Exercise description: Write out again only the lines running from the one that contains "in [197, 267]." to the end of the records below, including both the first and the last.

Source material:
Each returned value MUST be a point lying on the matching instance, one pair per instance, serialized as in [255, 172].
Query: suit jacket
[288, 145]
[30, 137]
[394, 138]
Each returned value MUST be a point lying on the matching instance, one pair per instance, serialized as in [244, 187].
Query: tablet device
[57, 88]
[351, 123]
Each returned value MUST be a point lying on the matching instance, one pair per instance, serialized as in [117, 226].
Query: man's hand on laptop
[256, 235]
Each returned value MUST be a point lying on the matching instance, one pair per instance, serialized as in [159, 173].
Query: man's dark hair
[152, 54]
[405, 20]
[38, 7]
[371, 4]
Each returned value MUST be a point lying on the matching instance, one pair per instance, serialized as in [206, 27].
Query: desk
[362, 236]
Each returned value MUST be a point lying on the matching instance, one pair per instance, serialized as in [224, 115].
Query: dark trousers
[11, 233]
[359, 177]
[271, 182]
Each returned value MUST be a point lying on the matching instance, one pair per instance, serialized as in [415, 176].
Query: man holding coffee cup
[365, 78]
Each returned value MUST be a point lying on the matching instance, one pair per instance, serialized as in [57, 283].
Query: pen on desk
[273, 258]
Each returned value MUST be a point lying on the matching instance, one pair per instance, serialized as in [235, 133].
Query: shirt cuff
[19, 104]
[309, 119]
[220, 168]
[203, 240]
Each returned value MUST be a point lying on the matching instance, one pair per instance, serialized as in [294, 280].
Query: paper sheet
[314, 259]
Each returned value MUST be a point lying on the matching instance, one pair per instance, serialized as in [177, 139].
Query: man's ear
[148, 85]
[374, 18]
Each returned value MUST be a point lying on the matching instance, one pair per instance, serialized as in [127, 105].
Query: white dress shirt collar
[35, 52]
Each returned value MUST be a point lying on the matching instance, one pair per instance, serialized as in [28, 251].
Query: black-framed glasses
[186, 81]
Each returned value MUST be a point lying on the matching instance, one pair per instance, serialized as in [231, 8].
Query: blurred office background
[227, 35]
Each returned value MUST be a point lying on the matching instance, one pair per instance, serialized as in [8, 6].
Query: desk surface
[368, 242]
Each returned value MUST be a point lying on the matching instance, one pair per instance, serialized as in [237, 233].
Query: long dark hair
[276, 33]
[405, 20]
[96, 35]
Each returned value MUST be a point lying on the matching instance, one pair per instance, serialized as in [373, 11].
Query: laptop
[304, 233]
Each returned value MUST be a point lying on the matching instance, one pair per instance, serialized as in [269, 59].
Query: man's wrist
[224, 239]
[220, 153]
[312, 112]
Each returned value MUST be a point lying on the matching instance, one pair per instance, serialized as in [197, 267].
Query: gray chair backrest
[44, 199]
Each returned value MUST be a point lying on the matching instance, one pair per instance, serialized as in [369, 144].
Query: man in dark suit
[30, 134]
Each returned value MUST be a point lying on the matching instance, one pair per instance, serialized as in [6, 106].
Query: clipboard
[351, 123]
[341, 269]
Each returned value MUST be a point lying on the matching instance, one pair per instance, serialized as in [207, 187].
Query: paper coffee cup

Solved exercise:
Each returned value MUST be a point lying on the matching instance, one pair per instance, serialized as in [197, 267].
Query: gray chair backrest
[44, 199]
Each returned value MUST be a point lying on the matching instance, one pair per instance, serialized as in [369, 144].
Query: man in dark suit
[30, 134]
Each returned value MUST be a point lying on the matching instance, one pair per instance, serialized as in [6, 106].
Query: clipboard
[351, 123]
[341, 269]
Each returned value MUST be a point lying on the matching instance, one pair per instance, serialized as in [207, 187].
Query: paper coffee cup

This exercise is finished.